## TASK TO CARRY OUT
The answer must consist of every line from the data that holds "blue".

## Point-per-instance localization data
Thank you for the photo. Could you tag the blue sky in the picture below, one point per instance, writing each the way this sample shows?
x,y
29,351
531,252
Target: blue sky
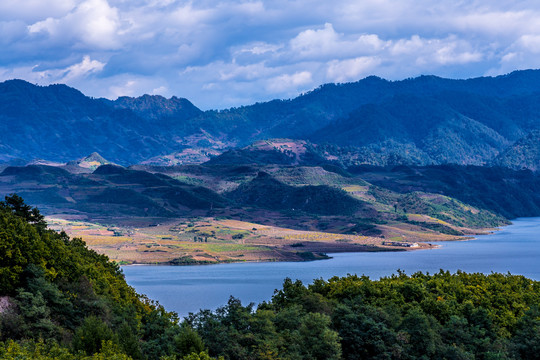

==

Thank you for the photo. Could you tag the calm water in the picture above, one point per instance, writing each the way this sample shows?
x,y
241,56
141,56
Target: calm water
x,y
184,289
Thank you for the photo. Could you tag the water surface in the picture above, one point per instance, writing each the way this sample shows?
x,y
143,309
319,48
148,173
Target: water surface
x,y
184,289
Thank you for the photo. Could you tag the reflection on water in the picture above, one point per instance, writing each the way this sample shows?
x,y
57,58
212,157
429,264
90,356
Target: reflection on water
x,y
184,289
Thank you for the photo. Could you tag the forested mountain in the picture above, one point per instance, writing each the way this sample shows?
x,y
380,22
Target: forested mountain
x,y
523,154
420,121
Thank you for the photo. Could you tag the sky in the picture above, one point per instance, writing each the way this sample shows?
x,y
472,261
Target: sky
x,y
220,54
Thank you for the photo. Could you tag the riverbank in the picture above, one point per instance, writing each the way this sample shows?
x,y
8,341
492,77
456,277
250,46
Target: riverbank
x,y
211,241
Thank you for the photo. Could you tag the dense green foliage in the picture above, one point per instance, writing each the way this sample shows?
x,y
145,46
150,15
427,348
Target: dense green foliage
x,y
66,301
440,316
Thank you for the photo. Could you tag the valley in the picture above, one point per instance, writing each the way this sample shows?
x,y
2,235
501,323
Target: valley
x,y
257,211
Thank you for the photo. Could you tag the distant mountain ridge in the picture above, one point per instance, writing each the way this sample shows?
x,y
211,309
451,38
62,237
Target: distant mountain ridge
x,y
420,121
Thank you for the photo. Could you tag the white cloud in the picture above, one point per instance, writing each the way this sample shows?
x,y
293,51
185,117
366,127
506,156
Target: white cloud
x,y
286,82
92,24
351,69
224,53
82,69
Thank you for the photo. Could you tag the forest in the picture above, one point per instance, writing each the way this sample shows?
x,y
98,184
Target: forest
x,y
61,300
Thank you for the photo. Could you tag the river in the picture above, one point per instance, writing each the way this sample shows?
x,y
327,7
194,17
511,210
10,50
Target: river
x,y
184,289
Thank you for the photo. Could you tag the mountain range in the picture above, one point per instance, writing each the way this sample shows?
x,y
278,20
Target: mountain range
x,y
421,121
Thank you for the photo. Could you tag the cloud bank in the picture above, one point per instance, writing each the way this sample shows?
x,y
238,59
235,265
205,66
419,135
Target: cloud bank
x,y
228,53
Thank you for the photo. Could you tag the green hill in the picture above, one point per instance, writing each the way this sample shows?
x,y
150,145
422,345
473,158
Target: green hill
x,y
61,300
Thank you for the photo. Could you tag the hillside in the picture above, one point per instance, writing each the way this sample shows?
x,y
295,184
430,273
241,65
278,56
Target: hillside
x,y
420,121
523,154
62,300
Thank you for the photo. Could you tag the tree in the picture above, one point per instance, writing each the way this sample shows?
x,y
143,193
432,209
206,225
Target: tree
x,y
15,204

## OUTPUT BELOW
Thank you for the photo. Could you tag the blue sky in the picture below, one point per instance, writing each the way this sample shows?
Target: blue sky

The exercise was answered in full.